#### Excerpted data
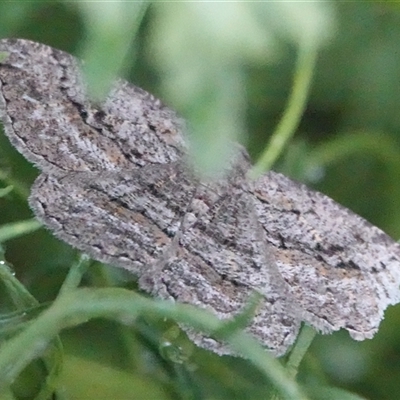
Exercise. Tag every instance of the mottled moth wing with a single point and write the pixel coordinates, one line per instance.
(115, 185)
(42, 91)
(342, 271)
(220, 257)
(126, 219)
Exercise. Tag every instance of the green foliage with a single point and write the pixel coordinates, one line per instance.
(229, 70)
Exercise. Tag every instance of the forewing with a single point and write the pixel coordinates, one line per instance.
(127, 220)
(220, 259)
(343, 271)
(50, 120)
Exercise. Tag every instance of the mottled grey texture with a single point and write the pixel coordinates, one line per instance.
(115, 185)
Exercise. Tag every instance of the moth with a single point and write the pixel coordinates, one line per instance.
(116, 184)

#### Problem requirements
Please copy out all of the items above word for word, without the pictures.

#### Problem solution
Exercise. Tag every instance of the mottled moth wing with a single point and write the pixel coordinates, one line per instance.
(115, 185)
(42, 91)
(342, 271)
(220, 257)
(126, 219)
Exercise. Tag every instance of the green foliage with a single point and write the pixel coordinates, one line per instance.
(229, 70)
Exercise. Tag every instance of the forewing with a single point and write the pixel coordinates, one line per instance.
(127, 220)
(220, 259)
(343, 271)
(50, 120)
Exercise. Tag every instance of the mottled grey texture with a single point and write the pixel coordinates, one line per instance.
(115, 185)
Exercise. Tag every instance of the moth with a single point and write the pixel coordinates, one line per instance.
(116, 184)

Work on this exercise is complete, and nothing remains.